TO DO →
A. Translate this sentence from the transcript into Spanish: "So he is touching on all of these things throughout X-Men history, finding new riffs and new ways of exploring them."
B. Write out the portion of the transcript that starts at the words "Alex:                         … hold" and ends after "fascinating it’s exciting.".

ARTICLE →

========

Pete:                        I don’t like paying off the humans to leave them alone. That’s a villain move.

Alex:                         Right, and I think that’s fine. I think that is the feeling you get from the first issue. The second issue you find out oh, whatever’s going on, they lose completely and the earth gets ruined.

Pete:                        Yup. Not cool X-men.

Alex:                         Not cool, but I like that a little bit more because that seems very consistent with the X-Men where they always put the earth in a situation where it gets more fucked than they left it. [crosstalk 00:36:25] they try to be heroes and things only get worse and worse. That’s one of the things that is intrinsic to being the X-Men comic books.

Pete:                        Yup.

Alex:                         And then, this third issue. The reason that I am now all in as of this third issue is it is becoming clear to me, and I’m sure it’ll change by next issue, but what Jonathan Hickman is doing, is he is focusing on the different aspects of the X-Men and fleshing them out and building them into this uber story. And the thing here is evolution, he is taking it back to it’s base where Moira MacTaggert, every time she dies, she goes back and has the chance to evolve and change. And nine times, she completely fucks it up. Which, again, very classic X-Men. But she keeps doing these things where she’s like, “all right, I’m going to try it with Xavier” nope, it gets fucked up. “I’m going to try it with Magneto” nope, it gets fucked up, “I’m going to try it with Apocalypse” nope, it fucked up. And then she says, “you know what? I’m going to break the rules, I’m going to do something different” we don’t know what that thing is yet. We still don’t know what it is that she did differently that not sets them on this path that we now see them on in the quote unquote present.

Alex:                         That is what is exciting to me. Is that he is looking at evolution and mutant powers in a different way in this issue. The previous issue he’s looking at the whole Age of Apocalypse, Days of future past, playing with that. The first issue was playing with the whole Genoa, Krakoa, giant sized X-men thing. So he is touching on all of these things throughout X-Men history, finding new riffs and new ways of exploring them. And listen-

Pete:                        He’s also-

Alex:                         … hold on, it might all be too much at the end and completely fall apart. But this is, right now, three issues in, so ambitious and so fascinating it’s exciting.

========

RECORDS SHOWN →

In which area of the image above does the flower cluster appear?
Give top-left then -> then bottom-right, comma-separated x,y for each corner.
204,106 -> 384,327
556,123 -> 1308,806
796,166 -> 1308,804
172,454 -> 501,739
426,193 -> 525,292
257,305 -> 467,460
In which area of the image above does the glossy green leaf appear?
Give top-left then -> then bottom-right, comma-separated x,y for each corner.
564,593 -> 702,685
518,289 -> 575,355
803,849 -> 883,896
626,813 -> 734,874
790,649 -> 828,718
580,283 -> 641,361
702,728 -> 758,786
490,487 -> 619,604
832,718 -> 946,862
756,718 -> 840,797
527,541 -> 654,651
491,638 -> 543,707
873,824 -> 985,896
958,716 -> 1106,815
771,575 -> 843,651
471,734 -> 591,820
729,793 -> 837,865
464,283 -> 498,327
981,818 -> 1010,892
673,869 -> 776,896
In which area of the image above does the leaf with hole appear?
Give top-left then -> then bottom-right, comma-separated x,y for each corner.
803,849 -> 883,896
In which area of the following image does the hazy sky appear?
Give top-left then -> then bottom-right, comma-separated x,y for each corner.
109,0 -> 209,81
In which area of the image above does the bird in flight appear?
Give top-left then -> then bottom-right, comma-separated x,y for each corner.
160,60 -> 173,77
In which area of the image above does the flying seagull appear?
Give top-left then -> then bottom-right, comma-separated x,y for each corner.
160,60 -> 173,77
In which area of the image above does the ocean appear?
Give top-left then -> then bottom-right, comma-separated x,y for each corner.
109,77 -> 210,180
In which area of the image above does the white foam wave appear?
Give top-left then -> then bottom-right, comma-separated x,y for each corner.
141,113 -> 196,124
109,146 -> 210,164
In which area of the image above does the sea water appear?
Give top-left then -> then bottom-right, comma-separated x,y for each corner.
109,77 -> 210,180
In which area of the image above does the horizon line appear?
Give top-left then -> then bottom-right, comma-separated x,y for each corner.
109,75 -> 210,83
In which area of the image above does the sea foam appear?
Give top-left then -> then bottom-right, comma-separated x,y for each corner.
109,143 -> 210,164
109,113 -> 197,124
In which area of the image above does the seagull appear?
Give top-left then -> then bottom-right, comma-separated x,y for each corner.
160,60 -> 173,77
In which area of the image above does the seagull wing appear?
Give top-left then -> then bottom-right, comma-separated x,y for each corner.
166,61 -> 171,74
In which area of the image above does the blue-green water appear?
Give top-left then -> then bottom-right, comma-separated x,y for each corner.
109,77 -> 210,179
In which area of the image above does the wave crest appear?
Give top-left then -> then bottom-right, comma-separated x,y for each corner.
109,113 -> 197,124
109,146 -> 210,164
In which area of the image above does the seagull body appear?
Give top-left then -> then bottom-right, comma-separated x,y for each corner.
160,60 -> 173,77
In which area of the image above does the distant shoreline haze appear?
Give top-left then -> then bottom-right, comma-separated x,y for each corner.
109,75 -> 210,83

========

ANSWER LIST →
A. Así que está tocando todas estas cosas a lo largo de la historia de los X-Men, encontrando nuevas variaciones y nuevas formas de explorarlas.

B.
Alex:                         … hold on, it might all be too much at the end and completely fall apart. But this is, right now, three issues in, so ambitious and so fascinating it’s exciting.